▶ [FRAGMENTO DEL TEXTO]:
—————

El pueblo sintió que la gracia divina los gratificaba con la multiplicación de los peces y se dedicaron a capturarlos y salarlos con lo que tuvieron alimento para una larga temporada. Pero muchos peces quedaron sollozando sobre la arena sin que hubiera alguien que se condoliera de ellos y los llevara para la sartén.
Pasados los días, la podredumbre espantó a los pobladores que tuvieron que ingresar tierra adentro para escapar de la fetidez. Fueron seguidos por millones de grillos nacidos con el apogeo de la lluvia. Pero “los grillos bandidos, guá, comían de todo, se tragaban nuestras ropas, mantas, muebles, todo lo que hallaran a su paso”, explicaba la tía Venturita. Pero como todo tiene solución “menos la muerte”, aquellos que criaban gallinas descubrieron que los grillos eran un manjar para las aves y el pueblo entero pasó semanas capturando grillos. Se llenaban latas enteras, de esas que traen aceite, con el bendito insecto que cayó del cielo y nunca se vio como entonces tanta gallina obesa caminando oronda por las calles del pueblo.
Las noches en Pueblo Nuevo de Colán se hicieron deslumbrantes, el resplandor que llegaba de las orillas era inacabable. Nadie podía dormir con tanta luz y las gentes se dedicaban a contar cuentos y chistes para entretenerse a ver si en algún momento caía el sueño. “Será que porque los peces tienen mucho fósforo” era como estos hombres y mujeres de campo se explicaban así la incandescencia. Hasta que un día sucedió. La luz reluciente se transformó en fuego elevando terriblemente la temperatura de la zona que de por sí sobrepasa los 40 grados. “Era tan alta la temperatura que los zancudos se acojudaban y se caían solos por el sueño que les daba el calor”.

—————

▶ [EJERCICIOS]:
a) Actualiza el fragmento: vuelve a escribir la parte que comienza en "El pueblo sintió" y continúa hasta "para la sartén.", sustituyendo "peces" por "pescados".
b) Responde según el fragmento:
(i) ¿Qué descubrieron quienes criaban gallinas acerca de los grillos?
(ii) ¿Qué hacía la gente por las noches para entretenerse mientras no podía dormir?
(iii) ¿Cómo se explicaban los hombres y mujeres de campo la incandescencia?

▶ [DATOS PROPORCIONADOS]:
—————

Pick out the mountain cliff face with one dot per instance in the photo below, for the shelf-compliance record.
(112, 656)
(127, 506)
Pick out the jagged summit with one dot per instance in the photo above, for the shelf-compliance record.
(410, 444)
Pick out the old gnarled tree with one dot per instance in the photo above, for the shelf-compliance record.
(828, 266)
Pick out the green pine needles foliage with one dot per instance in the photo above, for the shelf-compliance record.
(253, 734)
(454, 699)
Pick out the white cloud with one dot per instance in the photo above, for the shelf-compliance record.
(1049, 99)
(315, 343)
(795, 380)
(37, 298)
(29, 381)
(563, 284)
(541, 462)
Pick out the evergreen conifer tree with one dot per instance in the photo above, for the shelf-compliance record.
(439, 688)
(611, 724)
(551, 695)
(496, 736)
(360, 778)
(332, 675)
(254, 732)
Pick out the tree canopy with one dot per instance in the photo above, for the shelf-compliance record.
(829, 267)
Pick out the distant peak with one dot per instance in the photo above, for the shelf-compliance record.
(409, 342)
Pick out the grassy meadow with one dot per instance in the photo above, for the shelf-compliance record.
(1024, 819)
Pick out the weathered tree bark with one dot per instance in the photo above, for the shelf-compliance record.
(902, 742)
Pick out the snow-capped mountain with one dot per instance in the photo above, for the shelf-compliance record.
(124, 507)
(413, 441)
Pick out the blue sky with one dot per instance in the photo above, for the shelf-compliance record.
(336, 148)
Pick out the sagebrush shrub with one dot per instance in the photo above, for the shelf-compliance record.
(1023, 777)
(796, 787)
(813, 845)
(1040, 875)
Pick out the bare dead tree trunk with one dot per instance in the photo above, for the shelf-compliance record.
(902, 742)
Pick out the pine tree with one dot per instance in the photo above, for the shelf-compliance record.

—————

▶ [SOLUCIONES]:
a)
El pueblo sintió que la gracia divina los gratificaba con la multiplicación de los pescados y se dedicaron a capturarlos y salarlos con lo que tuvieron alimento para una larga temporada. Pero muchos pescados quedaron sollozando sobre la arena sin que hubiera alguien que se condoliera de ellos y los llevara para la sartén.

b)
(i) Que los grillos eran un manjar para las aves.
(ii) Se dedicaba a contar cuentos y chistes.
(iii) Decían que sería porque los peces tienen mucho fósforo.